# [What the task asks]
Lay out the lines below as a JSON list of strings, one string per line with blank lines omitted, starting at the line that contains "outline **tree**" and ending at the line that contains "Outline every instance of the **tree**.".

>> START Supplied records

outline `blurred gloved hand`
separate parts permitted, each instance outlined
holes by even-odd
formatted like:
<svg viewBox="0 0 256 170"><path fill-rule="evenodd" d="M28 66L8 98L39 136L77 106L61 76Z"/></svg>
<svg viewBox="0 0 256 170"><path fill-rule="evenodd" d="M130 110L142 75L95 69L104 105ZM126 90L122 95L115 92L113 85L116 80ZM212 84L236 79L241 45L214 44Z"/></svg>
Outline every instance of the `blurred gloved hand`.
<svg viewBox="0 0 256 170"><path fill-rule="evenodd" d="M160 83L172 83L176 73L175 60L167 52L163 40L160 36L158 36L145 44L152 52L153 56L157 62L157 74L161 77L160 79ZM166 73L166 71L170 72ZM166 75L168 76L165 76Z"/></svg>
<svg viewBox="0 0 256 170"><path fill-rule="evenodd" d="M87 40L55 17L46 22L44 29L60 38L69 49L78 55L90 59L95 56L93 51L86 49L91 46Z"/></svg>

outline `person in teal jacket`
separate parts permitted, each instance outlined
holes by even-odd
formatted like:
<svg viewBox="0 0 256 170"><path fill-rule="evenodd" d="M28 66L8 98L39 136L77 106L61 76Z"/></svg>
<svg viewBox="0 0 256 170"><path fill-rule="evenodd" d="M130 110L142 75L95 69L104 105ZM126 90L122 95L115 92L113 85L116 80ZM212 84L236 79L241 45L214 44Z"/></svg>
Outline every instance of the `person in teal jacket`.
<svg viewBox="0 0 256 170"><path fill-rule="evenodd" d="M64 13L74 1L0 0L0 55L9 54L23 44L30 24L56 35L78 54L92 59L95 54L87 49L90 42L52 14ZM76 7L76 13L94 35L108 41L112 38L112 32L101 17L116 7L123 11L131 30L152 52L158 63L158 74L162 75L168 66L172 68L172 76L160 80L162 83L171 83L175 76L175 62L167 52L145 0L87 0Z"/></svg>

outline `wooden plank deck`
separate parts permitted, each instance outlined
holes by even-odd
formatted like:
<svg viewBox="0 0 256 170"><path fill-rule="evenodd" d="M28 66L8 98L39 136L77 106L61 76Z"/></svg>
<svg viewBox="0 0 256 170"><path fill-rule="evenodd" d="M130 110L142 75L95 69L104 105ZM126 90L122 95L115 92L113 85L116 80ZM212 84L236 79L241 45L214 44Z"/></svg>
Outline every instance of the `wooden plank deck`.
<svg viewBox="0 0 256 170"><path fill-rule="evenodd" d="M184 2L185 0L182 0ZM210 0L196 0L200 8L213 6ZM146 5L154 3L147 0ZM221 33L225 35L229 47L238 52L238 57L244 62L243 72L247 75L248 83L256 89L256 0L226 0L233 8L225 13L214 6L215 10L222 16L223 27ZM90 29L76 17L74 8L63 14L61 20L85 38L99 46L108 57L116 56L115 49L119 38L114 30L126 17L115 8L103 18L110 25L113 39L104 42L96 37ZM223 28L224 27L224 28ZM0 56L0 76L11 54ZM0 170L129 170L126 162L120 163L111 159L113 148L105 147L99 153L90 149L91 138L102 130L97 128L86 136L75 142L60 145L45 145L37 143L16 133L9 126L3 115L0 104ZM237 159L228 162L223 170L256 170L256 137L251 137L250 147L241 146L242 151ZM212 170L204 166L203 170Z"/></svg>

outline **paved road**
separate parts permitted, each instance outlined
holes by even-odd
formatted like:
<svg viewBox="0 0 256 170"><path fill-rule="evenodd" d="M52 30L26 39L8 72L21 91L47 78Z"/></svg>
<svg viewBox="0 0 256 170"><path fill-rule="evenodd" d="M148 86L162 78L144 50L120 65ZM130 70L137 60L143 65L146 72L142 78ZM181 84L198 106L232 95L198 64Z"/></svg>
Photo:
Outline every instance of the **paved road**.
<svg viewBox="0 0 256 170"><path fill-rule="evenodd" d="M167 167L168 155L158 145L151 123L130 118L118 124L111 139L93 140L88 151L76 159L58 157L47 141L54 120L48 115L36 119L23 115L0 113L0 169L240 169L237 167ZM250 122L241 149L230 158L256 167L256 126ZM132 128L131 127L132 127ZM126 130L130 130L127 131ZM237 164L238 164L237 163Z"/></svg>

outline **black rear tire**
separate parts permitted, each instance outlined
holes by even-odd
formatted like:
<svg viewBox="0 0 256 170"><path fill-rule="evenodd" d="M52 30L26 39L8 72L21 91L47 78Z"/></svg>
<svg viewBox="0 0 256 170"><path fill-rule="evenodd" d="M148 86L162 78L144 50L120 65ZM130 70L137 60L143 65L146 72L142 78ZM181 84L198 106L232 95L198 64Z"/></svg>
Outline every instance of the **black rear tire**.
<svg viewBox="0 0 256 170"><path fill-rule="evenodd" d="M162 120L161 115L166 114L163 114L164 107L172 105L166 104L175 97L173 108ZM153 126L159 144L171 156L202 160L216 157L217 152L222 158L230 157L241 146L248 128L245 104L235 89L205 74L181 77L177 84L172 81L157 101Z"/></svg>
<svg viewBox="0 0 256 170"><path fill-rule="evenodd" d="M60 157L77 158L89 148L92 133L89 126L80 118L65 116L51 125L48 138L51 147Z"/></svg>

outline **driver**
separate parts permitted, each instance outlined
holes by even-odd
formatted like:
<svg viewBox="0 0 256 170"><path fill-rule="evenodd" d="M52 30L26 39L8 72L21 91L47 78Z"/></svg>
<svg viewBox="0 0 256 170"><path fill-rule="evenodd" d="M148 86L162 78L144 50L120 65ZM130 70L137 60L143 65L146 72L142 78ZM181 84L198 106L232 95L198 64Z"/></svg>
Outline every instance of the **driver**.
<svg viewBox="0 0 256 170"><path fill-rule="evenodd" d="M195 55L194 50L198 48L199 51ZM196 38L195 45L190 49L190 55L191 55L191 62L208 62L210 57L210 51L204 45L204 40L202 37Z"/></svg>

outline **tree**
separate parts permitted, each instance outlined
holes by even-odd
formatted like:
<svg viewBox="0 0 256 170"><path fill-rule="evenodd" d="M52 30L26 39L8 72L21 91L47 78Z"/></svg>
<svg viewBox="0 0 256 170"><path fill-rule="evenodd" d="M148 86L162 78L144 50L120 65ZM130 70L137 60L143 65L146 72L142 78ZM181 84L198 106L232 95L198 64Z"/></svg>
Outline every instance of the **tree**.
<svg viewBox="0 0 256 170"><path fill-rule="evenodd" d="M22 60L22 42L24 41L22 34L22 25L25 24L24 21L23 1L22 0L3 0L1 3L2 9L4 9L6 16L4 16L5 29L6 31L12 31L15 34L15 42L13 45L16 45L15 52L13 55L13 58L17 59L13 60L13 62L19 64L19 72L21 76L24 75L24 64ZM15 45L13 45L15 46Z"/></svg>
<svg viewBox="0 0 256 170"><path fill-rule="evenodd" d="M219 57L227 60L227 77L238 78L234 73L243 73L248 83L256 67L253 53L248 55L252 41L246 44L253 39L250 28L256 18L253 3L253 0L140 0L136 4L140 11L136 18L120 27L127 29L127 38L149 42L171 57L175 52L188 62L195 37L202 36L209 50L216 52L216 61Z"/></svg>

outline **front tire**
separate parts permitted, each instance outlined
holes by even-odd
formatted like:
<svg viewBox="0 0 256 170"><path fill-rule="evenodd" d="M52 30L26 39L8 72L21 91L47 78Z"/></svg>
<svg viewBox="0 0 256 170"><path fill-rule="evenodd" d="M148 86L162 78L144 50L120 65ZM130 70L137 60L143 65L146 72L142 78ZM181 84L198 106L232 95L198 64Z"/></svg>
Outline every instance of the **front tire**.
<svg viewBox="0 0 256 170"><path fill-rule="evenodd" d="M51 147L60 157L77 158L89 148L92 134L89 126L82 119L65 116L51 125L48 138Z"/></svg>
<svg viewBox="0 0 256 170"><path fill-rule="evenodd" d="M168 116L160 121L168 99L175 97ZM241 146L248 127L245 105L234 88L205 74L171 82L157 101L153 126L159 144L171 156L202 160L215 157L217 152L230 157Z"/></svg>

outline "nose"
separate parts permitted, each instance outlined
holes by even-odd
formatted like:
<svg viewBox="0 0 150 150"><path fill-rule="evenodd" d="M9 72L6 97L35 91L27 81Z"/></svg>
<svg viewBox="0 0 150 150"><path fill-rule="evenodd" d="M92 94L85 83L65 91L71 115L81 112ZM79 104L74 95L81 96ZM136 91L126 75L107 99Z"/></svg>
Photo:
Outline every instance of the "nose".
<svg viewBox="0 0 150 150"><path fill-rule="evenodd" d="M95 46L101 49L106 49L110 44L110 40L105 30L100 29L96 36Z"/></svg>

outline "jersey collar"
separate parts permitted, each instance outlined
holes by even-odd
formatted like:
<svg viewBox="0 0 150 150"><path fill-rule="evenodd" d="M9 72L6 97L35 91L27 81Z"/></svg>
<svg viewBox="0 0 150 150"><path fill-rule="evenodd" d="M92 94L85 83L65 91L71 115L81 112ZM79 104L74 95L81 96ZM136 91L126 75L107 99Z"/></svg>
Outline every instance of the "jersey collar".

>> END Supplied records

# [Exercise solution]
[
  "outline **tree**",
  "separate parts permitted, each instance outlined",
  "holes by even-odd",
  "formatted like:",
  "<svg viewBox=\"0 0 256 170\"><path fill-rule=\"evenodd\" d=\"M52 30L26 39L8 72L21 91L47 78Z\"/></svg>",
  "<svg viewBox=\"0 0 256 170\"><path fill-rule=\"evenodd\" d=\"M148 86L162 78L144 50L120 65ZM130 70L137 60L143 65L146 72L142 78ZM181 84L198 106L232 95L198 64Z\"/></svg>",
  "Outline every instance of the **tree**."
]